Output exactly the lines that run from the line with "Tag the scattered" to the end of the material, both ends included, and no other lines.

### Records supplied
------------------------------------------------
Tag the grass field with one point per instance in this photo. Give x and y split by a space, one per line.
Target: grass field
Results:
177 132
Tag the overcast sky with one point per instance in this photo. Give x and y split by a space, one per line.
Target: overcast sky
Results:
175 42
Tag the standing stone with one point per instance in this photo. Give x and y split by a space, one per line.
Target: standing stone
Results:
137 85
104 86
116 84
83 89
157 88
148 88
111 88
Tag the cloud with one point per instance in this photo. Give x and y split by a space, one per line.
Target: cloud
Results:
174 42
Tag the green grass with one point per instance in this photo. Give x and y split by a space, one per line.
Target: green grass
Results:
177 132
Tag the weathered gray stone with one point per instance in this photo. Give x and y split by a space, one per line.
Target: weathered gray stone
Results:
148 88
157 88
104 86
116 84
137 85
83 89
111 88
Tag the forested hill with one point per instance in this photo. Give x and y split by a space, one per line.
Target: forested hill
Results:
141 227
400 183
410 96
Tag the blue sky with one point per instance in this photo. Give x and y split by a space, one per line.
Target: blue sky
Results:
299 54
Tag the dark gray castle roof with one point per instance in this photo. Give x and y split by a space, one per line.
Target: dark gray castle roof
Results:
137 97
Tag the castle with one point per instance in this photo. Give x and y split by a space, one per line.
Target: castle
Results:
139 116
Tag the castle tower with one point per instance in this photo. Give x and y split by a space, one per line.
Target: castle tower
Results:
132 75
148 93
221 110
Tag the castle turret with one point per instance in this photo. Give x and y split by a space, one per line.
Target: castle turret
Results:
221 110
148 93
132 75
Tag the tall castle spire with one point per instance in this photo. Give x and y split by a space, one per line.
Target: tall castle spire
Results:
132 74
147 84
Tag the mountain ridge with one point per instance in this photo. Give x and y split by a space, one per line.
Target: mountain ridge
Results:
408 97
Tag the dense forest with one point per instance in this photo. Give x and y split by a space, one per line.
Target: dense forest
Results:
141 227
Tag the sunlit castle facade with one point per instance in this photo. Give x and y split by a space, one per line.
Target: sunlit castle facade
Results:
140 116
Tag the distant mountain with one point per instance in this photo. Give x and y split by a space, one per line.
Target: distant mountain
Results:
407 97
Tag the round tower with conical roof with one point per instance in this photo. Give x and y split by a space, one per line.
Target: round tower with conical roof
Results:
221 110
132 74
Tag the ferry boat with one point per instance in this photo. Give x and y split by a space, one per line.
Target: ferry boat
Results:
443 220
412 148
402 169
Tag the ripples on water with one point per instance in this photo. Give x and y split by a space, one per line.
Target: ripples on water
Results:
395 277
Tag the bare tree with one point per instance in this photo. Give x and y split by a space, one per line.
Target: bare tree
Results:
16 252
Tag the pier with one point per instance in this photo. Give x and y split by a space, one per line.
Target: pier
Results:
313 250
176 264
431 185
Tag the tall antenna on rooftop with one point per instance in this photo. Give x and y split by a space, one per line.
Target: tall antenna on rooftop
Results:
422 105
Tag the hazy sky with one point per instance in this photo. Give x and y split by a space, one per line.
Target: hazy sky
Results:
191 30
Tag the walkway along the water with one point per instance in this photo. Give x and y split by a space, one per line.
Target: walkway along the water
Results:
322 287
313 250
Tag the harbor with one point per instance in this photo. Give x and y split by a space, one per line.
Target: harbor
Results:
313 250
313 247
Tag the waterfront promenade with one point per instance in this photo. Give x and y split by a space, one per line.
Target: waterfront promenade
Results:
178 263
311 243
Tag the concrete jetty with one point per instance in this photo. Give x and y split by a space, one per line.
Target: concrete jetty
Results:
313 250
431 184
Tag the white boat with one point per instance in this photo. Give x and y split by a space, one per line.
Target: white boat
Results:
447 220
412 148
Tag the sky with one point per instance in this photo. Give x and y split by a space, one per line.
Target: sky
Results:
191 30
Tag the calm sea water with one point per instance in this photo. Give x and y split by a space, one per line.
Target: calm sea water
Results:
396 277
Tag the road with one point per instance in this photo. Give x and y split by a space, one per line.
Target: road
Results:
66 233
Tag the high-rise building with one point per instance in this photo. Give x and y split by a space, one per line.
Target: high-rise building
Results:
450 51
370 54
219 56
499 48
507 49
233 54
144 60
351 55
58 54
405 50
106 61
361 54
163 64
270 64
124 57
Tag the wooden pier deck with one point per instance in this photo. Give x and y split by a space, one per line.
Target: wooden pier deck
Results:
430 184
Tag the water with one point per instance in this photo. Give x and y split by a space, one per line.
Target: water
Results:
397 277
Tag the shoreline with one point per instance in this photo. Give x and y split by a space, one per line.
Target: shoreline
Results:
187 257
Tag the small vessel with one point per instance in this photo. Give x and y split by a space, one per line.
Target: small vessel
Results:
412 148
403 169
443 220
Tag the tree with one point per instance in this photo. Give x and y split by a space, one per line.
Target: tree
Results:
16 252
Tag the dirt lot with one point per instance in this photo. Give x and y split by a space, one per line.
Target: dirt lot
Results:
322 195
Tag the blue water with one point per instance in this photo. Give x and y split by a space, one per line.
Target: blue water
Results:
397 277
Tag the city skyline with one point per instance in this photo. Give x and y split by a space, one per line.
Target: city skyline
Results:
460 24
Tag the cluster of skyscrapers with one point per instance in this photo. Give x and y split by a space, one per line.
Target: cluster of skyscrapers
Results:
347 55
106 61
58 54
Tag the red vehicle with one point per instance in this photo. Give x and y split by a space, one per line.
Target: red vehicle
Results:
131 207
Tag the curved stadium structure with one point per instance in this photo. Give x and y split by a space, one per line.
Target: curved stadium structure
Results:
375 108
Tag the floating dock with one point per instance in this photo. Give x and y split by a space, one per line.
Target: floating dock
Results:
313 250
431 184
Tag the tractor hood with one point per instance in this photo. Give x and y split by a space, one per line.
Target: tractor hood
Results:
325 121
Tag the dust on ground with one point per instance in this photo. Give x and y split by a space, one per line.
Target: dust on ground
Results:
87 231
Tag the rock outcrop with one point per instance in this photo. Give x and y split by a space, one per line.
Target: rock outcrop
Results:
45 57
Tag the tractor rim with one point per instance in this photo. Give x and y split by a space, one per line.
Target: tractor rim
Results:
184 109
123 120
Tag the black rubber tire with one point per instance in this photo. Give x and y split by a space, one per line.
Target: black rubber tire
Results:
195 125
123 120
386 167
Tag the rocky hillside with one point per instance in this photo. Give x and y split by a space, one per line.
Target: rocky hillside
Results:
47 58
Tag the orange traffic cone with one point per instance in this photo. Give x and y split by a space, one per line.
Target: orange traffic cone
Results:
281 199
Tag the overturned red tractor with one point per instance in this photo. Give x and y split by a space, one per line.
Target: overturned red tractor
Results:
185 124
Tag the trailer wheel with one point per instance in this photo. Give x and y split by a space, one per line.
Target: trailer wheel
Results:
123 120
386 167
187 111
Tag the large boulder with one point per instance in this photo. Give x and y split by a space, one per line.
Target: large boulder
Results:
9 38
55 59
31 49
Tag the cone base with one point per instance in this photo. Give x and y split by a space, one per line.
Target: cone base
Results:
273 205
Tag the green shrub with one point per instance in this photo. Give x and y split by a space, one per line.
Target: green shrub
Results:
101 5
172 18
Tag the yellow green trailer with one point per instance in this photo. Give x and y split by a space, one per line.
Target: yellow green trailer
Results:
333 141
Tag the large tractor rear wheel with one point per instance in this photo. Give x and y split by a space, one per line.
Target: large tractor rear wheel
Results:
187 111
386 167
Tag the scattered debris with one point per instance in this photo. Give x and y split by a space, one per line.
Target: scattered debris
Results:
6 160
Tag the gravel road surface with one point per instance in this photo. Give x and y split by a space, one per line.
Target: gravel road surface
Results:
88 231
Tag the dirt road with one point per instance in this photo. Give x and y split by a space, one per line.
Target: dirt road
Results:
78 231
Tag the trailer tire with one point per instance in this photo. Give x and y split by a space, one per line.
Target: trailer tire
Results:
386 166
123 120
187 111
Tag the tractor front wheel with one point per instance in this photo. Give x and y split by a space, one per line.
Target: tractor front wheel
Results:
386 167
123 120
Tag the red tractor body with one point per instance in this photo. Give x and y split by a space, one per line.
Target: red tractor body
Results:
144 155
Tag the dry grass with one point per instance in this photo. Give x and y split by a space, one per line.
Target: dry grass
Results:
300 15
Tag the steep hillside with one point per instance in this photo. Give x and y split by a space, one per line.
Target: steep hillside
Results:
------------------------------------------------
### Solution to this exercise
Tag the scattered debris with one point per instance in this photo. Give x and y split by a space, one per line.
Target: scattered debris
Results:
6 160
Tag the gravel road surface with one point per instance in this photo. Give x and y split by a space, one per line.
Target: gravel road surface
Results:
88 231
Tag the dirt road with one point per instance in this photo. Give x and y split by a space, one per line.
Target: dirt road
Results:
78 231
Tag the trailer tire with one point per instance in this photo. Give x and y split by a space, one per line.
Target: trailer tire
Results:
386 166
123 120
187 111
Tag the tractor front wheel with one point per instance in this photo. Give x and y split by a space, one per line.
Target: tractor front wheel
Results:
386 167
123 120
Tag the red tractor body with one point per instance in this photo. Give x and y split by a space, one per line.
Target: red tractor body
Results:
144 155
Tag the dry grass with one point per instance in this photo. Give x and y split by a space, one per line.
Target: dry grass
Results:
300 15
Tag the steep hillside with one point per instance in this photo. Give x and y split by a space, one per line.
Target: steep hillside
Results:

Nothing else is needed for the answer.